> _ARTICLE_:
▬▬▬▬▬▬

Data-Driven Documents (D3.js) is a data-driven library for DOM manipulation and a graphical toolkit with maximum compatibility, accessibility, and performance. It utilizes fully the capabilities of modern browsers and web standards (such as HTML, CSS, and SVG).
It is open source and hosted on GitHub (https://github.com/mbostock/d3) under a slightly modified BSD 3-clause license; therefore, it can be used in commercial products without being required to release any modifications. By the way, GitHub itself uses D3.js to visualize the contribution history of repositories.
Note
Make yourself familiar with the wiki pages and the API reference on GitHub as they will become your companions during the next weeks:
Wiki pages (https://github.com/mbostock/d3/wiki)
API reference (https://github.com/mbostock/d3/wiki/API-Reference)

▬▬▬▬▬▬

Image outline annotation listing

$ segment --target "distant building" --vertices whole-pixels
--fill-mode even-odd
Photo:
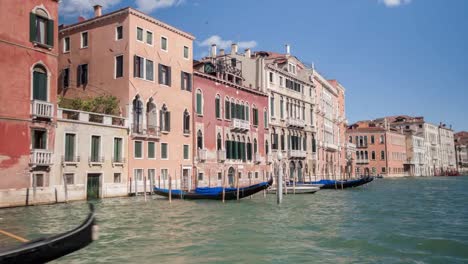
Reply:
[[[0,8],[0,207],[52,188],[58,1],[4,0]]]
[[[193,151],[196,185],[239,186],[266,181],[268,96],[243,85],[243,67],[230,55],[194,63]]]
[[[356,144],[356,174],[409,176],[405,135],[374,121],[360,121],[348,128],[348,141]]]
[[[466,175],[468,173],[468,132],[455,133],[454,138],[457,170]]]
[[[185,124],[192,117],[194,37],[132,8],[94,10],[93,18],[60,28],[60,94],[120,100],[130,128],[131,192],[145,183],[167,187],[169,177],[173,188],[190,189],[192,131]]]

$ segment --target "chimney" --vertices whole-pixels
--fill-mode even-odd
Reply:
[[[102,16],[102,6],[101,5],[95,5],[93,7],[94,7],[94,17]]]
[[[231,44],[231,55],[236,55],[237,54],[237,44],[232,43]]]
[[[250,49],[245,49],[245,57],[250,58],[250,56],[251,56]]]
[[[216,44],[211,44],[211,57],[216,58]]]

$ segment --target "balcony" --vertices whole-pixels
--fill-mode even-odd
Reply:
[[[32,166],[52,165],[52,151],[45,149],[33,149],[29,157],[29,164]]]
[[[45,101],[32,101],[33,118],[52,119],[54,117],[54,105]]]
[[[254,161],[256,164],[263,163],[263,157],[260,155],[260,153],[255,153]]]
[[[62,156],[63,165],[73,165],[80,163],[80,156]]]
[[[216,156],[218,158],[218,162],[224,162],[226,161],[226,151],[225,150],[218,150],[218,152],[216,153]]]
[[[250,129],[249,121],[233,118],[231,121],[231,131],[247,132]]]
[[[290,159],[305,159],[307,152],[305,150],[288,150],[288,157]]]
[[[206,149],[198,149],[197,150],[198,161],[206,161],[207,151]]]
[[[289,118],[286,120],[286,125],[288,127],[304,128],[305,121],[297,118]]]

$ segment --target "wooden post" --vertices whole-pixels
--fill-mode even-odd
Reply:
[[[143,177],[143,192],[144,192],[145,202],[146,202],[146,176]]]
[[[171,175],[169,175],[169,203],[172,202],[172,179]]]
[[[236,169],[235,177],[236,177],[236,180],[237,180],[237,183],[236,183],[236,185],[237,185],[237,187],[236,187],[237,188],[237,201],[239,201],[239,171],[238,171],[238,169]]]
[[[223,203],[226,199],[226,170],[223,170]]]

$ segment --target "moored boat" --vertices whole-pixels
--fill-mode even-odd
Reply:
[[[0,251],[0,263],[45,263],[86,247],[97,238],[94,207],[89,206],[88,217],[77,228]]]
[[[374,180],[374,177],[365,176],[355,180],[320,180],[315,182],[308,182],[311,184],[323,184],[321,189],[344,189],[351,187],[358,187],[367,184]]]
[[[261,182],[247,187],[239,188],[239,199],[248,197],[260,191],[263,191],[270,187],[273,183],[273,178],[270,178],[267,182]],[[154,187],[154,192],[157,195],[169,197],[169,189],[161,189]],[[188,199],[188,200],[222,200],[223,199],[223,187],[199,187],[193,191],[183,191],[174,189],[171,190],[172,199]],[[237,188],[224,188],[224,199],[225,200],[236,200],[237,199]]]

▬▬▬▬▬▬

> _REQUIRED ACTIONS_:
1. Answer these questions about the D3.js text:
(a) Under what license is D3.js hosted on GitHub?
(b) What does GitHub itself use D3.js for?
(c) Which two resources on GitHub does the note say to become familiar with?
2. Which lines of the listing contain the string "target"? Pick out each one, matching case exactly.

> _TASK-BY-TASK RESULTS_:
1.
(a) A slightly modified BSD 3-clause license.
(b) To visualize the contribution history of repositories.
(c) The wiki pages and the API reference.

2.
$ segment --target "distant building" --vertices whole-pixels
$ segment --target "chimney" --vertices whole-pixels
$ segment --target "balcony" --vertices whole-pixels
$ segment --target "wooden post" --vertices whole-pixels
$ segment --target "moored boat" --vertices whole-pixels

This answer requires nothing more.